What the task requires>
The answer should reproduce the listing below character for character.

Given records>

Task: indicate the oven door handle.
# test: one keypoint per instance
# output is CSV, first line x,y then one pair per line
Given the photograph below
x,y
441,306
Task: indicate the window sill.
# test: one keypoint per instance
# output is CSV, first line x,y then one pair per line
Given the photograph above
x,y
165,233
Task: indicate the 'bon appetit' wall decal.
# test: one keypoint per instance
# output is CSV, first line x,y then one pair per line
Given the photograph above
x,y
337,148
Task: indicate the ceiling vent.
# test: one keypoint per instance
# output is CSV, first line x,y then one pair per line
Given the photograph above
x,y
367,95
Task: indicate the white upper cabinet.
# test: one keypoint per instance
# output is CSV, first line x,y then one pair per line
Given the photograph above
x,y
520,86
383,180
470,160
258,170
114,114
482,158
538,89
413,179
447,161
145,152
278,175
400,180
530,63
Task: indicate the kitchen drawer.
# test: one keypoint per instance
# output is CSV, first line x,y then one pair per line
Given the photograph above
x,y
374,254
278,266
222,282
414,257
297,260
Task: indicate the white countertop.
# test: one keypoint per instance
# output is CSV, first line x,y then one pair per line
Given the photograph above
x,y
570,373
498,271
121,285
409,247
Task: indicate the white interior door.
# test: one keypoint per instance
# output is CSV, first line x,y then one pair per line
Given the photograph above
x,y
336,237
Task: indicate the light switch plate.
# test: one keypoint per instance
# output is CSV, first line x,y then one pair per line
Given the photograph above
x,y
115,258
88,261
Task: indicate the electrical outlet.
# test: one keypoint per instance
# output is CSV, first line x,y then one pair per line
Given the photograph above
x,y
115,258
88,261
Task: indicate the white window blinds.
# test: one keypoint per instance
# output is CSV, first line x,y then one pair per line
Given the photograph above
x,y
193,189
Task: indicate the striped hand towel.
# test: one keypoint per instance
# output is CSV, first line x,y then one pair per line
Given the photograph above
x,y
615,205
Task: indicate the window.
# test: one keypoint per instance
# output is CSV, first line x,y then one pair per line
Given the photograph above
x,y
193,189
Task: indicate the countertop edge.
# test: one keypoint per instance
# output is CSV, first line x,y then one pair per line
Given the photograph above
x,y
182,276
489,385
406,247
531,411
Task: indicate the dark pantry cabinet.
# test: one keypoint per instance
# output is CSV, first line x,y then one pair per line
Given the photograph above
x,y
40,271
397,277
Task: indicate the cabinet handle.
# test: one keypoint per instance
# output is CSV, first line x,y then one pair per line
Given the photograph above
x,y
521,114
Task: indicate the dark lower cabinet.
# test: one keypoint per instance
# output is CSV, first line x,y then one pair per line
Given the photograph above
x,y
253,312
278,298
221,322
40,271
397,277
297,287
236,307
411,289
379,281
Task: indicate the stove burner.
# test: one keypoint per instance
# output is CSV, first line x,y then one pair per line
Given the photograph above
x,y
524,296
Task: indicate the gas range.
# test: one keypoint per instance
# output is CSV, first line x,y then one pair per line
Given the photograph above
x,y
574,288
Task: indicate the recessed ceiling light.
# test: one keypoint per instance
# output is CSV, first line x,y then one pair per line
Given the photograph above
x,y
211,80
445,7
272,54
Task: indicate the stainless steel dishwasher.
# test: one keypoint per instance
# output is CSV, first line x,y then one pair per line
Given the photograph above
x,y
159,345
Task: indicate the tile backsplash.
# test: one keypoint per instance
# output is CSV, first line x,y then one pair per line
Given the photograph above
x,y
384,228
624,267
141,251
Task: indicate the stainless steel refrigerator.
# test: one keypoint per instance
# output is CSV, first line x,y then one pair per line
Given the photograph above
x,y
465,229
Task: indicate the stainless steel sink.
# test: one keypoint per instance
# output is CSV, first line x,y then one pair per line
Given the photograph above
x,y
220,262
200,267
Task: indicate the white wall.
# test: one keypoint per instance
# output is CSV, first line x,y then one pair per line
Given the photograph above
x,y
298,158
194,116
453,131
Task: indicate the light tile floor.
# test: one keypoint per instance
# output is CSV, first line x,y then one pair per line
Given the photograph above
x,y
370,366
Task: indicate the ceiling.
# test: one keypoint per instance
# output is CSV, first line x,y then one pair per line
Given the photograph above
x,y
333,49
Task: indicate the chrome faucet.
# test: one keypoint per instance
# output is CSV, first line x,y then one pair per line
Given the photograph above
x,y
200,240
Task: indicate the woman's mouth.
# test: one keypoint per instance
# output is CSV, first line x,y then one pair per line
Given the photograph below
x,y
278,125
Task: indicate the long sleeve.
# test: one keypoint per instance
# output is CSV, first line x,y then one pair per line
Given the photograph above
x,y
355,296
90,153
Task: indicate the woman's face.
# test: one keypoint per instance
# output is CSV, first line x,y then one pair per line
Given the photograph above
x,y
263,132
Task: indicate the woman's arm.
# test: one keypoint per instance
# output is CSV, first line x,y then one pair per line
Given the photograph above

Written solution>
Task: indicate the oven door handle.
# test: one keypoint per instance
# output is CSV, first line x,y then one pair per line
Given the photograph below
x,y
441,306
Task: indicate the window sill.
# test: one keypoint per instance
# output is CSV, first line x,y then one pair per line
Given the photograph above
x,y
165,233
Task: indicate the 'bon appetit' wall decal.
# test: one keypoint per instance
# output is CSV, first line x,y then one pair per line
Given the photograph above
x,y
337,148
Task: indicate the ceiling vent.
# test: one keypoint per instance
# output is CSV, first line x,y then one pair per line
Given the photograph above
x,y
367,95
Task: indicate the white upper cabinet.
# test: one keypoint per instance
# output is CSV, first line x,y then one pair per line
Given the photograph above
x,y
520,86
383,180
470,160
258,170
114,114
482,158
538,89
413,179
447,161
145,152
278,175
400,180
530,63
Task: indicate the kitchen drawer.
# test: one keypoint per instance
# output is CSV, first line x,y then one pair per line
Given the photograph above
x,y
374,254
278,266
222,282
414,257
297,260
Task: indicate the white countertop.
# test: one keypoint per instance
# output is CSV, first line x,y then one pair per line
Given the photograph above
x,y
570,373
498,271
121,285
409,247
Task: indicate the white interior door.
# test: one keypoint per instance
# output is CSV, first line x,y then one pair per line
Given the photograph above
x,y
336,237
Task: indicate the light switch plate.
# test: one keypoint per instance
# output is CSV, first line x,y then one pair per line
Given the photograph above
x,y
115,258
88,261
Task: indicate the electrical outlet.
# test: one keypoint per instance
# output is CSV, first line x,y then one pair per line
Given the photograph above
x,y
115,258
88,261
Task: indicate the white window blinds.
# test: one keypoint per instance
# output is CSV, first line x,y then one pair per line
Given the photograph above
x,y
193,189
Task: indicate the striped hand towel.
# test: one keypoint per instance
# output is CSV, first line x,y then one pair per line
Given the photograph above
x,y
615,205
Task: indicate the window.
# test: one keypoint per instance
# output is CSV, first line x,y then one pair per line
Given the photograph above
x,y
193,189
Task: indicate the countertop edge.
# test: one keypoint per instance
# output is CSV, first line x,y then one pair per line
Given the photograph above
x,y
182,276
489,385
406,247
531,411
Task: indicate the dark pantry cabinet.
# test: one keypoint per instance
# output is CSV, first line x,y then one pair per line
Given the photograph above
x,y
40,271
397,277
Task: indicate the cabinet handle.
# test: one keypoint per instance
# output is CSV, first line x,y then one pair per line
Given the photograph above
x,y
521,114
Task: indicate the dark lower cabinet.
# test: one keypoint per instance
# output is CSV, first line x,y then one pair per line
Given the photograph above
x,y
253,312
278,298
221,322
40,271
397,277
297,287
236,307
411,289
379,281
Task: indicate the stove burner.
# test: one keypoint per instance
# output is CSV, first line x,y then one pair per line
Given the photograph above
x,y
524,296
Task: indicate the gas range.
# test: one keypoint per instance
# output is CSV, first line x,y then one pair per line
Given the photograph above
x,y
574,288
Task: indicate the recessed ceiling light.
# test: one keypoint per instance
# output is CSV, first line x,y then one pair per line
Given the photograph above
x,y
211,80
445,7
272,54
Task: indicate the stainless steel dishwasher.
# test: one keypoint per instance
# output is CSV, first line x,y then one pair per line
Given the photograph above
x,y
159,345
Task: indicate the tile backsplash.
# test: one keypoint per instance
# output is CSV, first line x,y then one pair per line
Given the photograph above
x,y
384,228
624,267
141,251
Task: indicate the stainless steel refrigerator.
# test: one keypoint per instance
# output is CSV, first line x,y then one pair per line
Given the photograph above
x,y
465,229
Task: indicate the stainless steel sink.
# test: one keypoint per instance
# output is CSV, first line x,y then one pair per line
Given the photograph above
x,y
220,262
200,267
Task: indicate the white wall.
# test: one keypoint per instance
# output is CSV, first line x,y then one pair per line
Given the photograph above
x,y
298,158
194,116
453,131
Task: indicate the light tile floor.
# test: one keypoint per instance
# output is CSV, first line x,y then one pair per line
Given the photograph above
x,y
370,366
Task: indicate the ceiling.
# test: one keypoint per instance
# output is CSV, first line x,y then one pair per line
Given the photograph above
x,y
333,49
Task: indicate the chrome faucet.
# test: one keypoint per instance
# output is CSV, first line x,y then one pair per line
Given the photograph above
x,y
200,240
Task: indicate the woman's mouth.
# test: one keypoint per instance
# output is CSV, first line x,y then one pair per line
Given the photograph below
x,y
278,125
Task: indicate the long sleeve.
# test: one keypoint per instance
# output is CSV, first line x,y then one pair per line
Given the photograph above
x,y
355,296
90,153
Task: indicate the woman's face.
# test: one keypoint per instance
# output is CSV, first line x,y then one pair per line
Given the photograph above
x,y
263,132
Task: indicate the woman's arm.
# test: one keypoint per instance
# output is CSV, first line x,y then one pair per line
Given the photograph above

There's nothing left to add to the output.